SET EXERCISE
Please find each line in the material below that contains the word "shorts", and copy those lines out in full.

LISTING
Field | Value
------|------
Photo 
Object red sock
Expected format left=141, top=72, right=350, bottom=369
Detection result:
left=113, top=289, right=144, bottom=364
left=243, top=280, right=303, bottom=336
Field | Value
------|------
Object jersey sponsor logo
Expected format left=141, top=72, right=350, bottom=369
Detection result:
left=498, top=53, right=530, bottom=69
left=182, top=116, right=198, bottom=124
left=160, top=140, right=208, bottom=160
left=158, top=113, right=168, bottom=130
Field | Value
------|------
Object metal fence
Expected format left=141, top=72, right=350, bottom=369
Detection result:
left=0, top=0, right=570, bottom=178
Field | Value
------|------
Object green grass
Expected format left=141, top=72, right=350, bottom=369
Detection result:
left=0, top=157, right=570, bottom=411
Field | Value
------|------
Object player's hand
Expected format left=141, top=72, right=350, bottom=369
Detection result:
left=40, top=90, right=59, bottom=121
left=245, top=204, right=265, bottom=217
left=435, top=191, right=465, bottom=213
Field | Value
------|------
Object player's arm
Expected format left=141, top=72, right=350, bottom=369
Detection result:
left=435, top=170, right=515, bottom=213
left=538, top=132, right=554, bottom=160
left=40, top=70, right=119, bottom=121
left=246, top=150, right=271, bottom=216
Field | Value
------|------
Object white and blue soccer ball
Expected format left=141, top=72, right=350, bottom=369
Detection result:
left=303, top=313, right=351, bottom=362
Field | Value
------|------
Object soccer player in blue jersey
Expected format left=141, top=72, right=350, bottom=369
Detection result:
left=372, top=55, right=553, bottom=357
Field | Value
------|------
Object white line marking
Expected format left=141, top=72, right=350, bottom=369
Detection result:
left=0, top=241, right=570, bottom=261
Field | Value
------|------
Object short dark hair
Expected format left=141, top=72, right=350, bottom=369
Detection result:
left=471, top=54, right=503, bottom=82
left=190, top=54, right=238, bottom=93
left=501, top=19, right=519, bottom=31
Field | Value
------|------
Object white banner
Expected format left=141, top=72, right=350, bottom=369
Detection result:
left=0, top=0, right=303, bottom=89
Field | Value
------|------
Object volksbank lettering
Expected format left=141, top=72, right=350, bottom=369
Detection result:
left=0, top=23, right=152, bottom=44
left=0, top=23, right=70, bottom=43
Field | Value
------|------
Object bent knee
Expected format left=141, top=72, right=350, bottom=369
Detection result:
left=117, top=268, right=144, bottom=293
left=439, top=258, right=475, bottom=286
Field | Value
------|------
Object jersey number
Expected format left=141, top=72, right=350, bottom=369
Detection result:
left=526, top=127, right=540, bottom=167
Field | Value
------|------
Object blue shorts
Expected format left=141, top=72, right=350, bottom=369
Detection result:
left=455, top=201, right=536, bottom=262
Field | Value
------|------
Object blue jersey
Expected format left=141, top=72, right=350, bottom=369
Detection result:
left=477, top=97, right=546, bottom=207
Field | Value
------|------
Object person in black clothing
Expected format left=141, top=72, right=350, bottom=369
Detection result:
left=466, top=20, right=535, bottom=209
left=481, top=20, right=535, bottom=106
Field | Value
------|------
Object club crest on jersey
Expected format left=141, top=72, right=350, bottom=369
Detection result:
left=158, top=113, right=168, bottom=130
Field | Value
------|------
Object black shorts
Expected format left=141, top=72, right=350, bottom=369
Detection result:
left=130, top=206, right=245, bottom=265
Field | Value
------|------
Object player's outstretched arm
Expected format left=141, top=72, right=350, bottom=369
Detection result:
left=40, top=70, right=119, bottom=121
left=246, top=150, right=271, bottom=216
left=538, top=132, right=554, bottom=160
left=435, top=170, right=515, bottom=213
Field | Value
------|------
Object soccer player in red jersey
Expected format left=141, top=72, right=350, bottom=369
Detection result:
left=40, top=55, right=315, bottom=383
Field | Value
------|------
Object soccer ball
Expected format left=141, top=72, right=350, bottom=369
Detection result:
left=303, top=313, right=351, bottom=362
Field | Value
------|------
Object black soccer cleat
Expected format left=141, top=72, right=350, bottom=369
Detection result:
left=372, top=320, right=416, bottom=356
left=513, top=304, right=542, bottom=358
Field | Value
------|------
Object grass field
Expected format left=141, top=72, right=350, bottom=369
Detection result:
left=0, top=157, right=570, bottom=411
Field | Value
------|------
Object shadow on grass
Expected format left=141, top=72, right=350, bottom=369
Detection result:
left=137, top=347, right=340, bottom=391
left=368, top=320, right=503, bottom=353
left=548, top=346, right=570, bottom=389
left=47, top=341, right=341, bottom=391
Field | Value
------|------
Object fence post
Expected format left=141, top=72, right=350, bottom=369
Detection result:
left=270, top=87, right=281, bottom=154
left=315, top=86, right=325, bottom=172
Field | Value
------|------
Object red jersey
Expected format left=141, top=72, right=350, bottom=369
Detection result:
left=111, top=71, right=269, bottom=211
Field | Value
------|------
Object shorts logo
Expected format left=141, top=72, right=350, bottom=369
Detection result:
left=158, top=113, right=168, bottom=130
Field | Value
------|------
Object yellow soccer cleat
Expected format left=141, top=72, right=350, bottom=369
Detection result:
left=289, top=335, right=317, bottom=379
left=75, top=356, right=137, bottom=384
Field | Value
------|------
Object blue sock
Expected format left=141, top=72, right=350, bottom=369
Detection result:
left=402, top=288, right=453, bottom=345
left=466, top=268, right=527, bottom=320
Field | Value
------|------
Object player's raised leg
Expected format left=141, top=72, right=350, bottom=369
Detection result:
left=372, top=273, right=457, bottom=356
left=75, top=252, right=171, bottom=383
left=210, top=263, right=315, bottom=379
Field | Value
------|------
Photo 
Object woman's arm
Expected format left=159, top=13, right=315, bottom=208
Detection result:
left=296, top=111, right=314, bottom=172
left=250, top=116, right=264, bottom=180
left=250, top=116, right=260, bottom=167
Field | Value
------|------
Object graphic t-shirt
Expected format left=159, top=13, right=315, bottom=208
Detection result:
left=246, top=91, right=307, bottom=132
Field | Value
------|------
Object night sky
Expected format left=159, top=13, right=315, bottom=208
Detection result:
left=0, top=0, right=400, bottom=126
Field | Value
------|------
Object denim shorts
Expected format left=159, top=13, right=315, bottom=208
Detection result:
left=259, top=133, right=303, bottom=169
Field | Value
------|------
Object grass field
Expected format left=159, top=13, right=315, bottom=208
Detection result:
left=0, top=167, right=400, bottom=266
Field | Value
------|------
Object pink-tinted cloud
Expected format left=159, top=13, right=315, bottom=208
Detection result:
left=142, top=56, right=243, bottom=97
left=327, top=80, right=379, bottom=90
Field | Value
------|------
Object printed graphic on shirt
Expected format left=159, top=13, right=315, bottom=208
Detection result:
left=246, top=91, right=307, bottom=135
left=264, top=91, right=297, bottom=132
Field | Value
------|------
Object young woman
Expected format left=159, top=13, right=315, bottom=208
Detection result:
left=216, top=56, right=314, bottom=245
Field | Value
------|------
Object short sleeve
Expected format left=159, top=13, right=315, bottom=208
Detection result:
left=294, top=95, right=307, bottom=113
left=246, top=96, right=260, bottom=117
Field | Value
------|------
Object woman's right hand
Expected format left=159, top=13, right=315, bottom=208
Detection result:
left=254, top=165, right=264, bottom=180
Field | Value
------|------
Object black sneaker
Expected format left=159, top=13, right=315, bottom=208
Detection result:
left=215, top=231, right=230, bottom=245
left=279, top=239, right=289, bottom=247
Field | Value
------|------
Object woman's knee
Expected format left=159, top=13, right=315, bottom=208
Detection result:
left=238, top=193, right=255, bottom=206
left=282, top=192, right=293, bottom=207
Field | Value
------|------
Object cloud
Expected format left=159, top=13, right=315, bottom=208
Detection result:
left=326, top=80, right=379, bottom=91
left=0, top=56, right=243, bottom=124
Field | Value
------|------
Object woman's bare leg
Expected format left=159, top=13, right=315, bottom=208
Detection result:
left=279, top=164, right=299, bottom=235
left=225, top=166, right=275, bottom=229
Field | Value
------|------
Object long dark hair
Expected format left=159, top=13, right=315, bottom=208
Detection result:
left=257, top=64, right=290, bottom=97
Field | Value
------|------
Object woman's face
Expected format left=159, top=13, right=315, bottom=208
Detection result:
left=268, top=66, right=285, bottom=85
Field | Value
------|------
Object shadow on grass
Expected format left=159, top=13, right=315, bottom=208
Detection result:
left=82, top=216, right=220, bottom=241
==
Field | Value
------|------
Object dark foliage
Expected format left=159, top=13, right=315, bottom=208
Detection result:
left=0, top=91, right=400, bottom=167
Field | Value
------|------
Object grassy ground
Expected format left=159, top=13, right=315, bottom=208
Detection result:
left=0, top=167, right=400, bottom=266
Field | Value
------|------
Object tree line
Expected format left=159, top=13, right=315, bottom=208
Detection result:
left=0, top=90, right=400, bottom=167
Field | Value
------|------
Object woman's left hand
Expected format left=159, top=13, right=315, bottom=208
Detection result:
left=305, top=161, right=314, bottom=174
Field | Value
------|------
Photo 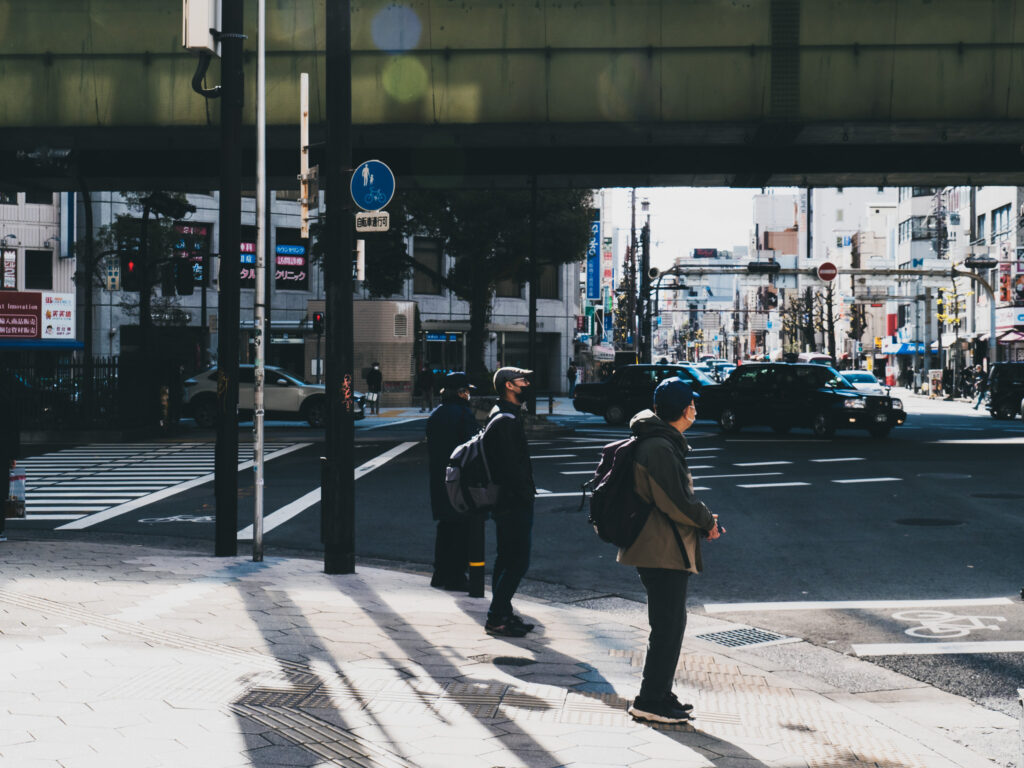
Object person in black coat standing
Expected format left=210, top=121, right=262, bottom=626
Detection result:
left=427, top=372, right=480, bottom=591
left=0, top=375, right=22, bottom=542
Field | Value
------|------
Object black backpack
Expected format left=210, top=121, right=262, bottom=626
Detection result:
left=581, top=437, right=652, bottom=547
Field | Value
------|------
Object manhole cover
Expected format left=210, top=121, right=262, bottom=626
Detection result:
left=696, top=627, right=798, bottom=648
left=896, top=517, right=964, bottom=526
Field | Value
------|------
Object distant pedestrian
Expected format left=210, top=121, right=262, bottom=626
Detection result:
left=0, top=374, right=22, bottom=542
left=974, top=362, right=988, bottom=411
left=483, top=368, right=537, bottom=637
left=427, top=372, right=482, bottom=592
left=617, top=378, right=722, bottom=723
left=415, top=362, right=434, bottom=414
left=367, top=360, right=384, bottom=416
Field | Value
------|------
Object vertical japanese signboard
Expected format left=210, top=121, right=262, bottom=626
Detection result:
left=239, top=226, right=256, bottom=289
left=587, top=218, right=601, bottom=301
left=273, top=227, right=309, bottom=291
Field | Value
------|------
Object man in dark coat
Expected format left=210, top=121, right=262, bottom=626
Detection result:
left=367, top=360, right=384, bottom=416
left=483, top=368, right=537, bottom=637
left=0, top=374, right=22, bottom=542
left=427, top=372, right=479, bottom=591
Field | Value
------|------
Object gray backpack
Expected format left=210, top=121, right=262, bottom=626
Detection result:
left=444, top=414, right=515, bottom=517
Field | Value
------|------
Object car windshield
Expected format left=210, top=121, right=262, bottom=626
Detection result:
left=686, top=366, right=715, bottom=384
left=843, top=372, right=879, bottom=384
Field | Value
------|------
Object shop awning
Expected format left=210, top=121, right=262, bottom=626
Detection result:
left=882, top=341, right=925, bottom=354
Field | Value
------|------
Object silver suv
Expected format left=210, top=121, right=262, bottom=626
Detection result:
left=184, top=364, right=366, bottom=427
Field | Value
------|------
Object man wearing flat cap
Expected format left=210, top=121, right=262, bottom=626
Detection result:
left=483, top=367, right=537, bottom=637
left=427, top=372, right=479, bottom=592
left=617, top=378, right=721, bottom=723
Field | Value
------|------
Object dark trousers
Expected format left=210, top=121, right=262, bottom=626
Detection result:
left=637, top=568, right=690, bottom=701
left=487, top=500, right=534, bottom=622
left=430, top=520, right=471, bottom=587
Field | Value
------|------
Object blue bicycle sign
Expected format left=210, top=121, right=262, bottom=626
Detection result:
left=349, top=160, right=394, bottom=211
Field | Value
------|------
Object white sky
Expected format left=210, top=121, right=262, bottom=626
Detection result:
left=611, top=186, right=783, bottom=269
==
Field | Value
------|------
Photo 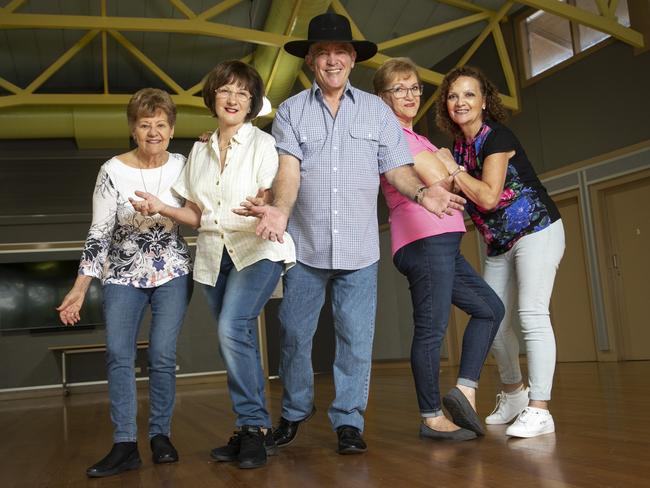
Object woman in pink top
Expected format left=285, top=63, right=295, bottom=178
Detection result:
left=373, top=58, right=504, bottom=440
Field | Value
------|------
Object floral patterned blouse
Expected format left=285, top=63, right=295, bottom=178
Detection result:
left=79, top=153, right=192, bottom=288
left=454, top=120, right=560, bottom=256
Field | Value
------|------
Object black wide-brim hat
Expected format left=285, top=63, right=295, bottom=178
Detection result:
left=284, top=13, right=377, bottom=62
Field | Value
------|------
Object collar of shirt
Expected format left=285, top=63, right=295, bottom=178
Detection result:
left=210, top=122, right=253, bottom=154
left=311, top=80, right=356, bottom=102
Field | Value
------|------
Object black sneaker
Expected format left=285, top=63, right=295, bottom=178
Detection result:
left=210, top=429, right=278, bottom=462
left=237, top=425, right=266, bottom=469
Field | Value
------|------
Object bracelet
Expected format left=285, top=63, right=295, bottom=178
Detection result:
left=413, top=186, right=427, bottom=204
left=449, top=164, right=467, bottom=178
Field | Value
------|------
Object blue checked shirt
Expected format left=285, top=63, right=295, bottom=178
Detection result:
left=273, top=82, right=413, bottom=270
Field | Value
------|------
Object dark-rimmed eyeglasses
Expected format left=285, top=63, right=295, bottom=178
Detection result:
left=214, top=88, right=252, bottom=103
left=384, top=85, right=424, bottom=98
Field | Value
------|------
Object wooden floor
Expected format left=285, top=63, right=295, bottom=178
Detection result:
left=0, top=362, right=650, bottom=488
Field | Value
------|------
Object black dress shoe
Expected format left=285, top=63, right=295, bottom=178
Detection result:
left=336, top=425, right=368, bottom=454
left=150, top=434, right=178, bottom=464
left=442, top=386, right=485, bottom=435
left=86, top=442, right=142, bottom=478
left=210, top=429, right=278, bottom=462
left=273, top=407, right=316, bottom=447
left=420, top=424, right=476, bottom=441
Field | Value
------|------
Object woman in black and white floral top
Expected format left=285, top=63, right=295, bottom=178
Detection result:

RESULT OF THIS EXERCISE
Object blue shorts
Object black shorts
Object shorts logo
Object denim shorts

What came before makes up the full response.